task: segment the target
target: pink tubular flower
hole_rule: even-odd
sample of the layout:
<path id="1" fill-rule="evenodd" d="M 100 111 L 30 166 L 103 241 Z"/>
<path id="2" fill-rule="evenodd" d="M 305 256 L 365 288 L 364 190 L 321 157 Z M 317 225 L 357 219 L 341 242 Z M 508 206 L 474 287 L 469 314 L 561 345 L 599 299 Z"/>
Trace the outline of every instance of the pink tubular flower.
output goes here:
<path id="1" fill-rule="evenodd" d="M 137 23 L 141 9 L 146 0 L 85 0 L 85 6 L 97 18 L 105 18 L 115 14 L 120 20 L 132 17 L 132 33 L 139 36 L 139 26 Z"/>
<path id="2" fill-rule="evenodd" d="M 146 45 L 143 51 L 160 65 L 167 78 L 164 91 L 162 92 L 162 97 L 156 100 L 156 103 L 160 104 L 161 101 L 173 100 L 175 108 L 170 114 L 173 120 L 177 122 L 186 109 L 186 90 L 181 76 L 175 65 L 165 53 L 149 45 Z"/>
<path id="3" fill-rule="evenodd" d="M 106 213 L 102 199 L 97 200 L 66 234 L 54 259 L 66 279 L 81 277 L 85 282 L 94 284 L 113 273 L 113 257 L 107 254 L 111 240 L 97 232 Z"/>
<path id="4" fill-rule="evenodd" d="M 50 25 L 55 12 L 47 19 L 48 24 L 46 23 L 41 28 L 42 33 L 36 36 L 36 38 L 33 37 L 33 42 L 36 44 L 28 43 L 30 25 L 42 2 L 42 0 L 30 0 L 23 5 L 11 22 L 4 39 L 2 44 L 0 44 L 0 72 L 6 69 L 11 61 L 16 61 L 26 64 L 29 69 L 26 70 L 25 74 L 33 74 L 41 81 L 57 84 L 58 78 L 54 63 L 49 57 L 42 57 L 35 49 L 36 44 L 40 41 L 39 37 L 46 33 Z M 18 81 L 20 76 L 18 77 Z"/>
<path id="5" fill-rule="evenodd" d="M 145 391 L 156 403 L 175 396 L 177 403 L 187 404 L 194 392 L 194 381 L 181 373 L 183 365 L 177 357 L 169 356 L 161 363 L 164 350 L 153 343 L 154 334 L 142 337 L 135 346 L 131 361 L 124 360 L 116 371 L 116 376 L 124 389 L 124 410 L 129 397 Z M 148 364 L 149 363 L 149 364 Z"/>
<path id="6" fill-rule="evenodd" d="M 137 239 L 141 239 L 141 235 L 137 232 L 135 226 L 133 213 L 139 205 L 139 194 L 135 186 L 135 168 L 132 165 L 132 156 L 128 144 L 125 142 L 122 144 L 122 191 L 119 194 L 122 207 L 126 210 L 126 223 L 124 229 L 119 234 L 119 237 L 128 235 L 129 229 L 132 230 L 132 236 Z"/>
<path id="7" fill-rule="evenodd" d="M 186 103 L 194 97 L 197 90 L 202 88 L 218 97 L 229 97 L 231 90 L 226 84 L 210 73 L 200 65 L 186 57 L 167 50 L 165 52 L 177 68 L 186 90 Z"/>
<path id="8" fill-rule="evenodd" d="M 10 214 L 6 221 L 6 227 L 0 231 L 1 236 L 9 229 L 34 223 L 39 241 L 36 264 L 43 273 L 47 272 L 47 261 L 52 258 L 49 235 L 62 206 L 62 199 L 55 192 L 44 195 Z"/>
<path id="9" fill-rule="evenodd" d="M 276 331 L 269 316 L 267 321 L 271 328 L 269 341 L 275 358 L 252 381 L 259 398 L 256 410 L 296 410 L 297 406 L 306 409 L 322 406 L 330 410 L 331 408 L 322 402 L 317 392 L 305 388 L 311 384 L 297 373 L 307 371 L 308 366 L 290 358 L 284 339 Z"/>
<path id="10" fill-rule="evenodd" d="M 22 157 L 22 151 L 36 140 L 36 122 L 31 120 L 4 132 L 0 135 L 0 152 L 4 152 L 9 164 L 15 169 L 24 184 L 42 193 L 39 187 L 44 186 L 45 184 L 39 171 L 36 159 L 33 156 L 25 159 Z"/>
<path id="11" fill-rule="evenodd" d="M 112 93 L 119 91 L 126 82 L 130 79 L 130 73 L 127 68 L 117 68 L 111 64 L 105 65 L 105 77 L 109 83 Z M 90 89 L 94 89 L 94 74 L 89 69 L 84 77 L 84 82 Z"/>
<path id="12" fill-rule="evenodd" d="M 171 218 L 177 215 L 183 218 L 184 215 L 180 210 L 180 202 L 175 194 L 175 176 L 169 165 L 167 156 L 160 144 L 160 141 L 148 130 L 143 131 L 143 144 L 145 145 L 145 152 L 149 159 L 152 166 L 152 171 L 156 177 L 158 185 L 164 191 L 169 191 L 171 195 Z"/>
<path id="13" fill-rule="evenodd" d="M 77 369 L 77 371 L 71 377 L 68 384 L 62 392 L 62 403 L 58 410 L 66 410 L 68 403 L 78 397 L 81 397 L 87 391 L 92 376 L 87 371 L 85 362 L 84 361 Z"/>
------------------------------
--- Short problem ---
Reproduce every one of the entries above word for word, without changing a single character.

--- Solution for this task ---
task: segment the target
target: pink tubular flower
hole_rule: even-odd
sample of the layout:
<path id="1" fill-rule="evenodd" d="M 100 111 L 30 166 L 103 241 Z"/>
<path id="2" fill-rule="evenodd" d="M 305 256 L 365 288 L 364 190 L 321 157 Z M 317 225 L 357 219 L 341 242 Z M 508 206 L 474 287 L 469 314 L 561 345 L 599 299 Z"/>
Trace the outline of every instance of the pink tubular flower.
output goes here:
<path id="1" fill-rule="evenodd" d="M 137 23 L 141 9 L 146 0 L 85 0 L 85 6 L 97 18 L 105 18 L 115 14 L 120 20 L 132 17 L 132 33 L 139 36 L 139 26 Z"/>
<path id="2" fill-rule="evenodd" d="M 146 45 L 143 51 L 160 65 L 167 78 L 164 91 L 162 92 L 162 97 L 156 100 L 156 103 L 160 104 L 161 101 L 173 100 L 175 108 L 170 114 L 173 120 L 177 122 L 186 109 L 186 90 L 181 76 L 175 65 L 165 53 L 149 45 Z"/>
<path id="3" fill-rule="evenodd" d="M 106 213 L 102 199 L 97 200 L 66 234 L 54 259 L 66 279 L 81 277 L 85 282 L 94 284 L 113 273 L 113 257 L 107 254 L 111 240 L 97 232 Z"/>
<path id="4" fill-rule="evenodd" d="M 50 25 L 55 12 L 47 19 L 48 24 L 46 23 L 41 28 L 42 33 L 36 36 L 36 38 L 33 37 L 33 42 L 36 44 L 28 43 L 30 25 L 42 2 L 42 0 L 30 0 L 23 5 L 11 22 L 4 39 L 2 44 L 0 44 L 0 72 L 6 69 L 11 61 L 16 61 L 26 64 L 29 69 L 26 70 L 25 74 L 33 74 L 41 81 L 57 84 L 58 78 L 54 63 L 49 57 L 42 57 L 35 49 L 36 44 L 40 41 L 39 37 L 46 33 Z M 18 81 L 20 76 L 18 77 Z"/>
<path id="5" fill-rule="evenodd" d="M 145 391 L 156 403 L 175 396 L 177 403 L 187 404 L 194 392 L 194 381 L 181 373 L 183 365 L 177 357 L 169 356 L 161 363 L 164 350 L 153 343 L 154 334 L 142 337 L 135 346 L 131 361 L 124 360 L 116 371 L 116 376 L 124 389 L 124 410 L 129 397 Z M 148 364 L 149 363 L 149 364 Z"/>
<path id="6" fill-rule="evenodd" d="M 137 239 L 141 239 L 141 235 L 137 232 L 135 226 L 133 213 L 139 205 L 139 194 L 135 186 L 135 168 L 132 165 L 132 156 L 128 144 L 125 142 L 122 144 L 122 191 L 119 194 L 122 207 L 126 210 L 126 223 L 124 229 L 119 234 L 119 237 L 128 235 L 129 229 L 132 230 L 132 236 Z"/>
<path id="7" fill-rule="evenodd" d="M 186 103 L 194 97 L 197 90 L 202 88 L 218 97 L 229 97 L 231 90 L 226 84 L 210 73 L 200 65 L 186 57 L 167 50 L 165 52 L 177 68 L 186 90 Z"/>
<path id="8" fill-rule="evenodd" d="M 10 214 L 6 221 L 6 227 L 0 231 L 1 236 L 9 229 L 34 223 L 39 241 L 36 264 L 43 273 L 47 272 L 47 261 L 52 258 L 49 235 L 62 206 L 62 199 L 55 192 L 44 195 Z"/>
<path id="9" fill-rule="evenodd" d="M 276 331 L 269 316 L 267 321 L 271 328 L 269 341 L 275 358 L 252 381 L 259 398 L 256 410 L 296 410 L 297 406 L 306 409 L 322 406 L 330 410 L 331 408 L 322 402 L 317 392 L 305 388 L 311 384 L 297 373 L 307 371 L 308 366 L 290 358 L 284 339 Z"/>
<path id="10" fill-rule="evenodd" d="M 22 157 L 22 151 L 36 140 L 36 122 L 31 120 L 4 132 L 0 135 L 0 152 L 4 152 L 9 164 L 15 169 L 24 184 L 42 193 L 39 187 L 44 186 L 45 184 L 39 171 L 36 159 L 33 156 L 25 159 Z"/>
<path id="11" fill-rule="evenodd" d="M 112 93 L 119 91 L 126 82 L 130 79 L 130 73 L 127 68 L 117 68 L 111 64 L 105 65 L 105 77 L 109 83 Z M 90 89 L 94 89 L 94 74 L 89 69 L 84 77 L 84 82 Z"/>
<path id="12" fill-rule="evenodd" d="M 171 218 L 177 215 L 183 218 L 184 215 L 180 210 L 180 202 L 175 194 L 175 176 L 169 165 L 167 156 L 160 144 L 160 141 L 148 130 L 143 131 L 143 144 L 145 145 L 145 152 L 149 159 L 152 166 L 152 171 L 156 177 L 158 185 L 164 191 L 169 191 L 171 195 Z"/>
<path id="13" fill-rule="evenodd" d="M 77 369 L 77 371 L 71 377 L 68 384 L 62 392 L 62 403 L 58 410 L 66 410 L 68 403 L 78 397 L 81 397 L 87 391 L 92 376 L 87 371 L 85 362 L 84 361 Z"/>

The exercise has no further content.